*Texte cité*:
========================================================================
Il y a un an j’écrivais un (long) billet sur ce que j’appelais le extreme KM: une charte qui force les employés à transmettre leur connaissance à l’entreprise.

Et bien voilà, c’est fait, Martin Dugage Roulleaux annonce la livraison d’une charte du Knowledge management (pdf).

« La présente charte manifeste la volonté de l’entreprise d’assurer un développement harmonieux de son système de bases de connaissances, en faisant la promotion de son utilisation et en le préservant d’éventuels détournements d’usage.« 

La charte du knowledge management
La charte précise ce qu’elle entends par « partage » et « mutualisation des connaissances ». Si l’entreprise « s’engage à mettre à disposition des utilisateurs un système de bases de connaissances ergonomique et moderne qui leur facilite le travail de capitalisation et de partage des connaissances en l’intégrant dans les processus de l’entreprise« , l’employé, lui, doit se soumettre de force à la conservation numérique de toutes traces de ses activités professionnels, à les répertorier et coopérer à toutes requêtes sur sa production.

On ne manquera pas de remarquer que seules les compagnies qui pourront faire du data mining sur le déluge de données qui découlera de la mise en place d’une telle charte seront en profiter.

Il me semble que cette charte revendique trop une approche « top-down » et qu’elle laisse place à des abus potentiels (je crois que l’adhésion à la charte est relié à l’emploi), mais il est peut-être trop tôt pour s’en apercevoir (voici une crainte dont je faisais part). Il est évident qu’il n’y a aucune malice dans le document et il y a fort à parier que l’origine de la charte provient d’une frustration répétée de la non-coopération actuelle des travailleurs du savoir au sein de la compagnie qui en a fait la rédaction (ou selon l’expérience de ses rédacteurs).

La connaissance paye… mais à qui?
On ne se le cache pas, cette charte est là pour protéger et enrichir la compagnie (en autant qu’elle sache faire fructifier le savoir ainsi accumulé). Le KM, l’était déjà, avant, mais de façon passive. « L’entreprise est en droit de réaliser tous les traitements automatisés d’analyse et de renseignement qu’elle jugera utiles sur ses bases de connaissances.« 

Vous pourriez être légalement tenue de former la mémoire de l’entreprise.

Voici donc aujourd’hui la première tentative d’une société d’instituer et de conserver une mémoire corporative puisée à même ses ressources humaines qu’elle emploie. Elle pourra être la somme de tous ses travailleurs qui sont passés en son sein.

Tout ceux qui travaillent à faire circuler l’information dans leur compagnie risquent d’être séduit par les sirènes de la collaboration forcée (rétroaction rapide, l’interrelation entre les chercheurs, valorisation des processus de recherche).

Lutte des classes xml
Que l’on ne se méprenne pas sur mon point de vue : j’aime le partage de l’information, même en entreprise, mais la consignation numérique de tous les actes professionnels pourrait spolier à terme tout ce qui reste d’humain chez le travailleur (après la force mécanique, c’est au tour de l’intelligence d’être exploité). Quand la base de connaissance aura une masse critique, moins d’employés seront nécessaires pour faire vivre l’entreprise…

La conclusion que j’apportais l’an passé reste toujours pertinente:

Le besoin de rendre une communication claire et explicite demande d’être soi-même clair et concis dans ses pensées, nous sommes porté à réfléchir et retravailler notre pensée jusqu’à la complète compréhension de la problématique.
========================================================================
*Matériel fourni*:
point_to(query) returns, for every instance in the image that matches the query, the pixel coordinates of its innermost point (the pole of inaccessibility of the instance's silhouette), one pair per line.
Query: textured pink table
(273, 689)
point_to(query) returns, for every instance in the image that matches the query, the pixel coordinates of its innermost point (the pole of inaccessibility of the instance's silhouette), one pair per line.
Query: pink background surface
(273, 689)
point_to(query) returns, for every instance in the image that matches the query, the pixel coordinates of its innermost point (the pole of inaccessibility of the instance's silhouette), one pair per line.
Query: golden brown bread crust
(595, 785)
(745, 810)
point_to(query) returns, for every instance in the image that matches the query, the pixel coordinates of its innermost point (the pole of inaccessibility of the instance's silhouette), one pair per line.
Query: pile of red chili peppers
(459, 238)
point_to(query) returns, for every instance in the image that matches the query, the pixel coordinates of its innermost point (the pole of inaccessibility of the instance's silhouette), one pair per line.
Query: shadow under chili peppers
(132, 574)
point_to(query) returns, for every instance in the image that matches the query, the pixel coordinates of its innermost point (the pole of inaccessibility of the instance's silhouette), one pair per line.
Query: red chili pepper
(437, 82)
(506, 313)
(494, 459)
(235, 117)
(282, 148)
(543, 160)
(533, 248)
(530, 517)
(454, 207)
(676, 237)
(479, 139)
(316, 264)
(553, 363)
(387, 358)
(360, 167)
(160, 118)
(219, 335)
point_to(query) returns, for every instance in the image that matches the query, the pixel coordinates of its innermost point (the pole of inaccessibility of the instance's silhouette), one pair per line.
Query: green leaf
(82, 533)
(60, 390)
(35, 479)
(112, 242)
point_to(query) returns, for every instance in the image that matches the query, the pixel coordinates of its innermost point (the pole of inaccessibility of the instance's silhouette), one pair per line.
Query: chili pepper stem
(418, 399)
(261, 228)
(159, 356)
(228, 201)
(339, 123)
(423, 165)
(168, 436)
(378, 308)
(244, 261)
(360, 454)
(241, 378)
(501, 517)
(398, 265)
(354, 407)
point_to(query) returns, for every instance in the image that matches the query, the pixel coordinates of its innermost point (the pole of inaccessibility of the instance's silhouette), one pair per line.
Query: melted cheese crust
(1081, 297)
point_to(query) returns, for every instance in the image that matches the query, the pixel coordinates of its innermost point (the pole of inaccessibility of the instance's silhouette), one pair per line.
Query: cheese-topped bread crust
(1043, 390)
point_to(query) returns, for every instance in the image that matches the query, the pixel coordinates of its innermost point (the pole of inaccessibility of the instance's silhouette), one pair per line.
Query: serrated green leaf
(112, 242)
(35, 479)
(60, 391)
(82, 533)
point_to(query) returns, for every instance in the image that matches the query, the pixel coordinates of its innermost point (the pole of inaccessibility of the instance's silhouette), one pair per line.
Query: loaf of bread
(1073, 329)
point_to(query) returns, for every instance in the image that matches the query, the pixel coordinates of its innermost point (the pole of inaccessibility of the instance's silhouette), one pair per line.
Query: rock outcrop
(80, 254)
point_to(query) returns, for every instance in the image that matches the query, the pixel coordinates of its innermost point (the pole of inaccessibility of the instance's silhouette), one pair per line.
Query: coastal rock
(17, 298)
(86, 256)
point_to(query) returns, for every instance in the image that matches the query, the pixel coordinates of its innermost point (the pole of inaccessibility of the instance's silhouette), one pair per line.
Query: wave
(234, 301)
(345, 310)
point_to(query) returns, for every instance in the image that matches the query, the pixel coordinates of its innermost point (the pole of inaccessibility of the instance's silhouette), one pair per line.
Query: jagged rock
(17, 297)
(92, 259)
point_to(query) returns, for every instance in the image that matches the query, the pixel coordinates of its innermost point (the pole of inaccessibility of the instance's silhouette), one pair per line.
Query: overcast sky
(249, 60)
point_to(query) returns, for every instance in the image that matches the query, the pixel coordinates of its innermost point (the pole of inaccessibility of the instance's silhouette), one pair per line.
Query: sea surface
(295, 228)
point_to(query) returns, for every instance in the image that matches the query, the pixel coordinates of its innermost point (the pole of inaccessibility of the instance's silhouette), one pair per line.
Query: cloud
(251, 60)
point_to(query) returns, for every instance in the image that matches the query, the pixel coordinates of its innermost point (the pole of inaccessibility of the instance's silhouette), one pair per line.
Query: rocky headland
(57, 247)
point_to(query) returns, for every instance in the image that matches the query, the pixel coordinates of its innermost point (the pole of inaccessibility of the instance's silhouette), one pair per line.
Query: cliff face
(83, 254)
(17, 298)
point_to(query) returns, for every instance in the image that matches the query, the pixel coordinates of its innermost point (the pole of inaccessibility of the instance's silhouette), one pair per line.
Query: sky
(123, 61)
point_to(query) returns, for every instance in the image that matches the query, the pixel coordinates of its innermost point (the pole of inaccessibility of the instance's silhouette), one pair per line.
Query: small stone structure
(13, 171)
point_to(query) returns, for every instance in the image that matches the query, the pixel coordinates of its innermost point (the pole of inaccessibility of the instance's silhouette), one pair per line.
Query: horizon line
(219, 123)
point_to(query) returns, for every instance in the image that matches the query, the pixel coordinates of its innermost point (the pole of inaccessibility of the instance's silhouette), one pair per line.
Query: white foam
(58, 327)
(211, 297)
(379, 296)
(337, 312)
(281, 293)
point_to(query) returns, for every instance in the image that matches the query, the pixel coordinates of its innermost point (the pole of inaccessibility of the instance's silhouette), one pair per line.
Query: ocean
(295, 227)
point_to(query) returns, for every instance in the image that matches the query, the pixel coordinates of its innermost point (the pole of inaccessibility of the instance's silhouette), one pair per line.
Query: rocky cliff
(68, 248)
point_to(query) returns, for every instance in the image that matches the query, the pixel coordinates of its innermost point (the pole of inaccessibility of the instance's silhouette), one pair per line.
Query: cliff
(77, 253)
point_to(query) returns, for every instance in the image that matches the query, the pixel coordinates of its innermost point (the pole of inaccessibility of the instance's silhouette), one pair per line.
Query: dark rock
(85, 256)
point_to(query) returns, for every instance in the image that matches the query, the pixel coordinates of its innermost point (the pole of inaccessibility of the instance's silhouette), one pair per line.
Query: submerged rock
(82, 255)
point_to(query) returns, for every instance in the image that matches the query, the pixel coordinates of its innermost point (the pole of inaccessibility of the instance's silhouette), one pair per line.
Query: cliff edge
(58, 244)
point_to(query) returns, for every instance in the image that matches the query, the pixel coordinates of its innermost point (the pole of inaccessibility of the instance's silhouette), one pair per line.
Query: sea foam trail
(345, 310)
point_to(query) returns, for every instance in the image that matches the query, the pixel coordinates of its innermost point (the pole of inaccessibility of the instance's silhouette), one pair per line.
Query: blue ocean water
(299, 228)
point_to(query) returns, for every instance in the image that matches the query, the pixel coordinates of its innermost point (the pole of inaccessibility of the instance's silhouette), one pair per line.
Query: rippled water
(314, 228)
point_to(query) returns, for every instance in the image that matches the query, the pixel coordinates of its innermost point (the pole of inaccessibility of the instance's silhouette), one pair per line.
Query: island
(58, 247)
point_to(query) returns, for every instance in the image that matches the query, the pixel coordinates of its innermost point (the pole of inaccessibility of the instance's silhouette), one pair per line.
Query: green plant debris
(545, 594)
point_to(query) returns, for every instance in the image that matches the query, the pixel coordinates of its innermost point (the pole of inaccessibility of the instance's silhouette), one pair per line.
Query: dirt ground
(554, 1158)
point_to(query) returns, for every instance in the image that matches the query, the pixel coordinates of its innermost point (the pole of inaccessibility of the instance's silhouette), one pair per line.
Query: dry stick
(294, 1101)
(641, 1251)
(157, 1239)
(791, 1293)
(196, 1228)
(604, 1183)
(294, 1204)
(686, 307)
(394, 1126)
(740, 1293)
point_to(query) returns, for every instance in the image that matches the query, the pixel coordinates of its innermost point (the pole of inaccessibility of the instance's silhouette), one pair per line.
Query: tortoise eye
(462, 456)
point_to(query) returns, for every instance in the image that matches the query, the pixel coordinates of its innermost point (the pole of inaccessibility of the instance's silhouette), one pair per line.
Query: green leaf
========================================================================
*Consigne à suivre*:
Réécris le texte cité, tout ce qui va de « Il y a un an » jusqu'à « Knowledge management (pdf). », en remplaçant « charte » par « convention ».

*Réponse au problème*:
Il y a un an j’écrivais un (long) billet sur ce que j’appelais le extreme KM: une convention qui force les employés à transmettre leur connaissance à l’entreprise.

Et bien voilà, c’est fait, Martin Dugage Roulleaux annonce la livraison d’une convention du Knowledge management (pdf).